[GIVEN RECORDS]

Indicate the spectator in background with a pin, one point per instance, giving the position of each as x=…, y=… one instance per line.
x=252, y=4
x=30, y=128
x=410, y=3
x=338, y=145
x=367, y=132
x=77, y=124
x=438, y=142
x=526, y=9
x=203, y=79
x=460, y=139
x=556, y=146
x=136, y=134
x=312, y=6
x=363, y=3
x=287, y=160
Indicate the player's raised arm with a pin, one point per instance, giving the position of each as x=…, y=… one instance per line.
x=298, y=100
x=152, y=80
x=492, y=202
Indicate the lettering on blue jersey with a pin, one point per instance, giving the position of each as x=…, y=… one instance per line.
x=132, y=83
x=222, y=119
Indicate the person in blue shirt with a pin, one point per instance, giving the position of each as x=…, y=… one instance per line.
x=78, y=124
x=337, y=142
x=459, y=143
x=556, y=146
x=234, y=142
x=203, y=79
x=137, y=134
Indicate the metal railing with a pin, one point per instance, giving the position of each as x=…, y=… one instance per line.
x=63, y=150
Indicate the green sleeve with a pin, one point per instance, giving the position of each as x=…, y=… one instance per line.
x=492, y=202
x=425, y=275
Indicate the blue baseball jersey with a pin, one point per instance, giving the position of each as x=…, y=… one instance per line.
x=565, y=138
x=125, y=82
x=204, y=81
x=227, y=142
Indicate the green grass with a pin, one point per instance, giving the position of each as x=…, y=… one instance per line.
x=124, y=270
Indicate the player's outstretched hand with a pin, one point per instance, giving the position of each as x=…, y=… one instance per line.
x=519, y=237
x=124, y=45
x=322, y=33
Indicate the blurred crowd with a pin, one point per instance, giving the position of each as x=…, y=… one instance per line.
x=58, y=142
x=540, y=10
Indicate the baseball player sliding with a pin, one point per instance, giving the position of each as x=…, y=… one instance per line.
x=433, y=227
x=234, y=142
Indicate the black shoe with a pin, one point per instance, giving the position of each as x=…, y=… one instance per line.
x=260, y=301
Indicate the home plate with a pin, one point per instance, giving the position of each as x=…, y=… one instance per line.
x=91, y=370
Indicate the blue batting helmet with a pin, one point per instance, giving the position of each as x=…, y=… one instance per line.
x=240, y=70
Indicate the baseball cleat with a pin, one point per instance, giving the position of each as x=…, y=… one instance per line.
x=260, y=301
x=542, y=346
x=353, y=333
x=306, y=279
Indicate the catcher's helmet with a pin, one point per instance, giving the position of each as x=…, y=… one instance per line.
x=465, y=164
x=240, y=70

[/GIVEN RECORDS]

WHAT THE TASK REQUIRES
Repeat the data word for word, leaving out no line.

TASK ANSWER
Indicate the spectator in background with a pin, one point per instance, giving the position of each as x=…, y=… one instance per line.
x=252, y=4
x=30, y=128
x=410, y=3
x=338, y=145
x=367, y=132
x=77, y=124
x=438, y=142
x=526, y=9
x=203, y=79
x=460, y=139
x=556, y=146
x=136, y=134
x=312, y=6
x=363, y=3
x=287, y=160
Indicate the player's raised arm with a pin, one point per instance, giving the position of each as x=…, y=… one instance per line.
x=298, y=100
x=152, y=80
x=492, y=202
Indicate the lettering on blue jersey with a pin, one point per instance, giving the position of each as x=…, y=… one instance per line.
x=132, y=83
x=222, y=119
Indicate the person in blue shirt with a pin, one point per instance, giving the position of each as x=…, y=… one instance per line.
x=78, y=124
x=337, y=142
x=459, y=143
x=556, y=146
x=234, y=142
x=203, y=79
x=137, y=134
Indicate the metal railing with a pin, one point per instance, giving the position of each as x=…, y=… one instance per line.
x=63, y=150
Indicate the green sleeve with a pin, one point per instance, giving the position of each as x=…, y=… one instance per line.
x=492, y=202
x=425, y=275
Indicate the blue baseball jersey with a pin, one point per instance, giving the position of each as x=…, y=… one instance per line.
x=565, y=138
x=125, y=82
x=204, y=81
x=227, y=142
Indicate the green grass with a pin, one point per instance, giving the position of each as x=…, y=… one instance per line.
x=124, y=270
Indicate the player's outstretched hand with a pin, one point per instance, giving the position of each as x=…, y=… one instance per line.
x=519, y=237
x=124, y=45
x=322, y=33
Indicate the blurred crowd with a pin, one point per instance, giving the position of each as x=…, y=… one instance per line.
x=58, y=142
x=540, y=10
Indicate the baseball player sliding with a pin, one point per instance, giving the position of each as x=…, y=… one instance per line.
x=433, y=227
x=234, y=142
Indicate the black shoe with a pin, one point per instance, giving the position of each as x=…, y=… one instance per line.
x=260, y=301
Indicate the home plate with a pin, one point per instance, giving the position of each as x=…, y=… one instance per line.
x=91, y=370
Indicate the blue batting helmet with a pin, one point per instance, giving the position of each as x=…, y=… one instance per line.
x=240, y=70
Indicate the baseball cleat with a pin, one point per instance, giving the position of each as x=…, y=… one instance per line.
x=260, y=301
x=542, y=346
x=353, y=333
x=306, y=279
Indicate the catcher's helmet with a pin, one point per instance, giving the position of each as x=…, y=… one instance per line.
x=465, y=164
x=240, y=70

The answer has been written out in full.